**WHAT YOU ARE ASKED TO DO:**
Go through the listing and write out all of it exactly.

[START OF DATA IN THIS EXERCISE]

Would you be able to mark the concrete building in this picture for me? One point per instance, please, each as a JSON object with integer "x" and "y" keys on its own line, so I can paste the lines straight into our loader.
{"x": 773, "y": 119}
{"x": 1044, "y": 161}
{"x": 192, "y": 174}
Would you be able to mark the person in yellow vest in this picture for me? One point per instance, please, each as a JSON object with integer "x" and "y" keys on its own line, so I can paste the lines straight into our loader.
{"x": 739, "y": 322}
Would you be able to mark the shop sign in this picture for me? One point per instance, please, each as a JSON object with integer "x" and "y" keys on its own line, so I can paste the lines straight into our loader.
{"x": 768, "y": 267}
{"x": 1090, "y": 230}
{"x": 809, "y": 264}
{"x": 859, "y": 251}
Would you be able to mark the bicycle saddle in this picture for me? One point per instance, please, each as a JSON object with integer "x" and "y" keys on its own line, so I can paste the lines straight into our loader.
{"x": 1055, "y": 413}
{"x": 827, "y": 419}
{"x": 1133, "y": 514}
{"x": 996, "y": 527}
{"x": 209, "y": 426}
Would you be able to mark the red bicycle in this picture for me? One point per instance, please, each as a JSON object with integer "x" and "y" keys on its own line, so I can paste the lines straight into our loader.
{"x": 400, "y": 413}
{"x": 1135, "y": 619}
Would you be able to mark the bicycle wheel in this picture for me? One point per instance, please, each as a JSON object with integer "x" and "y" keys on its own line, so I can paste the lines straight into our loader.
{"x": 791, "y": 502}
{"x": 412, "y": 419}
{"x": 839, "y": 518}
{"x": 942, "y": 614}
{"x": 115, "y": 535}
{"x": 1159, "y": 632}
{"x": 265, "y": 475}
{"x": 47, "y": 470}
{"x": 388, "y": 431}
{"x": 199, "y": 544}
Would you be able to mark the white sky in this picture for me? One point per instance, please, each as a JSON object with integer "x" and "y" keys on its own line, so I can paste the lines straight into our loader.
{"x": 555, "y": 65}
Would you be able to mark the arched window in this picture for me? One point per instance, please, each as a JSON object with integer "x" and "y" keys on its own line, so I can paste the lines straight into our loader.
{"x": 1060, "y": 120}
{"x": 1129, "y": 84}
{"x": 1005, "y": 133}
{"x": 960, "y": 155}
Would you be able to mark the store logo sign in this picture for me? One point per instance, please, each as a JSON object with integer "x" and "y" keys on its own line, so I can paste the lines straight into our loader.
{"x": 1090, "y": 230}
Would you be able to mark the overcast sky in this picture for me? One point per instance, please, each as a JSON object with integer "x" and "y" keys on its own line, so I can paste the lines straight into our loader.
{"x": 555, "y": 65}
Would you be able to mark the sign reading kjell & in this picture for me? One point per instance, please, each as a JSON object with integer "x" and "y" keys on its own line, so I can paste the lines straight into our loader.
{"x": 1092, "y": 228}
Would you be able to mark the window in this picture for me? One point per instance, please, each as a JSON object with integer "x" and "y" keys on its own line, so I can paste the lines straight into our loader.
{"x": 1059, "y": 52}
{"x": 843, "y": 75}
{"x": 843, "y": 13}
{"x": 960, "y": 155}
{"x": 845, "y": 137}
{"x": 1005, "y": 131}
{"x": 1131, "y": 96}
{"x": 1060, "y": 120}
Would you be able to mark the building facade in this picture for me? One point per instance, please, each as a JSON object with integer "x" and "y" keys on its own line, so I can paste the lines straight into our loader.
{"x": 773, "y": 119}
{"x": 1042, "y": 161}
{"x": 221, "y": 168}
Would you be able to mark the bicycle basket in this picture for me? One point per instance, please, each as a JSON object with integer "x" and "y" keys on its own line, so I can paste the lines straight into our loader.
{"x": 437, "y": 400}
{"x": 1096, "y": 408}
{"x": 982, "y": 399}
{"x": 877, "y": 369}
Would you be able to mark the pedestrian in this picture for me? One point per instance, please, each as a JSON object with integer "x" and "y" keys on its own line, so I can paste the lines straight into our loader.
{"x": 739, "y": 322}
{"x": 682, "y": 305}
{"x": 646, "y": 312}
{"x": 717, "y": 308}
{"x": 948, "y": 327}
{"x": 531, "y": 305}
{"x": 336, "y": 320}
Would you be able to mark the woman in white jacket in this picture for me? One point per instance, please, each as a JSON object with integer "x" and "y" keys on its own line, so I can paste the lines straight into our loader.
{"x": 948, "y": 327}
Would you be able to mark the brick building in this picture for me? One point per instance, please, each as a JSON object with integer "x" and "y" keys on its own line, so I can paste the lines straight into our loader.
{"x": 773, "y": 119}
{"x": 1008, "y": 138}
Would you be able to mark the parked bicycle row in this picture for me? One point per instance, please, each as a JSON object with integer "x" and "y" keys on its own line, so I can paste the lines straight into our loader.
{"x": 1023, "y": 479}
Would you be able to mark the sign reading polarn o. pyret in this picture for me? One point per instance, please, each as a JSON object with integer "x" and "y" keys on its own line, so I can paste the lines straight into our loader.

[END OF DATA IN THIS EXERCISE]

**FULL SOLUTION:**
Would you be able to mark the concrete building in this picture for me? One point per instance, please, each as a JSON object with integer "x" and "y" keys on its own line, so I can paste the lines straight into our loader.
{"x": 773, "y": 119}
{"x": 1044, "y": 161}
{"x": 192, "y": 174}
Would you be able to mark the person in yellow vest in this picture for me? One point per instance, please, each as a JSON object with integer "x" and "y" keys on its own line, so I can paste the lines straight into our loader.
{"x": 739, "y": 322}
Would you be able to mark the shop sign in this picture for me? One point per instance, please, each as a JSON object with integer "x" and "y" keys on its own line, so I can paste the lines straight into our loader.
{"x": 768, "y": 267}
{"x": 1090, "y": 230}
{"x": 809, "y": 264}
{"x": 859, "y": 251}
Would you be able to mark the bicycle saddle in this picture for me? One point per instance, please, each as a JSON object with integer "x" and "y" keys on its own line, so I can paste the lines straight into our loader.
{"x": 1055, "y": 413}
{"x": 827, "y": 419}
{"x": 1133, "y": 514}
{"x": 996, "y": 527}
{"x": 209, "y": 426}
Would you be able to mark the red bicycle in this picture for me? One point per instance, please, each as a JSON object with integer "x" and "y" keys on its own line, so I can paste the lines straight into our loader.
{"x": 400, "y": 413}
{"x": 1135, "y": 619}
Would you be able to mark the bicycle wheel in this picture for me? One point per instance, please, each as a JSON object with integer "x" and "y" keys on its own line, so I can paste the lines straight into our loader.
{"x": 791, "y": 502}
{"x": 412, "y": 419}
{"x": 839, "y": 518}
{"x": 942, "y": 614}
{"x": 115, "y": 535}
{"x": 1159, "y": 632}
{"x": 265, "y": 475}
{"x": 47, "y": 470}
{"x": 388, "y": 431}
{"x": 199, "y": 544}
Would you be able to mark the white sky in this picture for me? One point per instance, please, each as a JSON object with integer "x" and "y" keys on its own line, so I can paste the lines straight into our loader.
{"x": 555, "y": 65}
Would you be able to mark the arched window in this picture for me? One point per instance, please, each as a JSON object with integer "x" and "y" keys on its own line, so I can paste the lines straight into our loader.
{"x": 1060, "y": 120}
{"x": 1129, "y": 84}
{"x": 1005, "y": 133}
{"x": 960, "y": 155}
Would you be able to mark the store logo sign in this picture for me? One point per instance, please, each as a JSON object with integer "x" and "y" keys on its own line, so I can paste the lines straight into our loader.
{"x": 1090, "y": 230}
Would you be able to mark the overcast sky in this picture for me? One point per instance, please, each as a JSON object with integer "x" and "y" keys on its own line, so I can paste the lines straight into our loader.
{"x": 555, "y": 65}
Would you be able to mark the sign reading kjell & in this picture for me? One point per instance, please, each as a JSON object with integer "x" and "y" keys on its own line, so I can paste the lines straight into our loader.
{"x": 1092, "y": 228}
Would you be able to mark the window in this picture for me? One point per instance, please, each as a JSON object with integer "x" and "y" keys on its own line, so I can paste the lines straight into our loader.
{"x": 1059, "y": 52}
{"x": 843, "y": 75}
{"x": 843, "y": 13}
{"x": 960, "y": 155}
{"x": 845, "y": 137}
{"x": 1005, "y": 131}
{"x": 1131, "y": 96}
{"x": 1060, "y": 120}
Would you be able to mark the building facade in this picture for me? One point per instance, please, each as a JSON object with integer "x" and "y" keys on its own line, so I can paste the lines straight into our loader.
{"x": 773, "y": 119}
{"x": 1042, "y": 161}
{"x": 221, "y": 168}
Would you be able to mark the bicycle basket in this picture for me? One point per instance, please, each as a JSON object with integer "x" and "y" keys on its own line, so I can paste the lines straight into our loader.
{"x": 437, "y": 400}
{"x": 1096, "y": 408}
{"x": 982, "y": 399}
{"x": 877, "y": 369}
Would you be able to mark the pedestrian in this picture for me? One point per instance, please, each as a JSON object with integer "x" and "y" keys on its own line, so I can paste the lines straight into our loader.
{"x": 739, "y": 322}
{"x": 682, "y": 305}
{"x": 646, "y": 312}
{"x": 717, "y": 308}
{"x": 948, "y": 327}
{"x": 531, "y": 305}
{"x": 336, "y": 320}
Would you be able to mark the woman in white jacket in this picture for me? One point per instance, please, each as a JSON object with integer "x" and "y" keys on its own line, so I can paste the lines straight into our loader.
{"x": 948, "y": 327}
Would you be able to mark the brick building in this picture for me? One point per instance, please, each as a JSON object with integer "x" and "y" keys on its own line, so I can paste the lines straight into our loader.
{"x": 773, "y": 119}
{"x": 1008, "y": 138}
Would you be able to mark the parked bicycle row in this picture for me? One point per instance, please, each as a JSON object with integer "x" and "y" keys on its own line, so I can paste the lines straight into our loader.
{"x": 1023, "y": 479}
Would you be able to mark the sign reading polarn o. pyret in this picture for me? One point per instance, please, each as a JSON object with integer "x" and "y" keys on its own line, so I can paste the lines straight into our loader.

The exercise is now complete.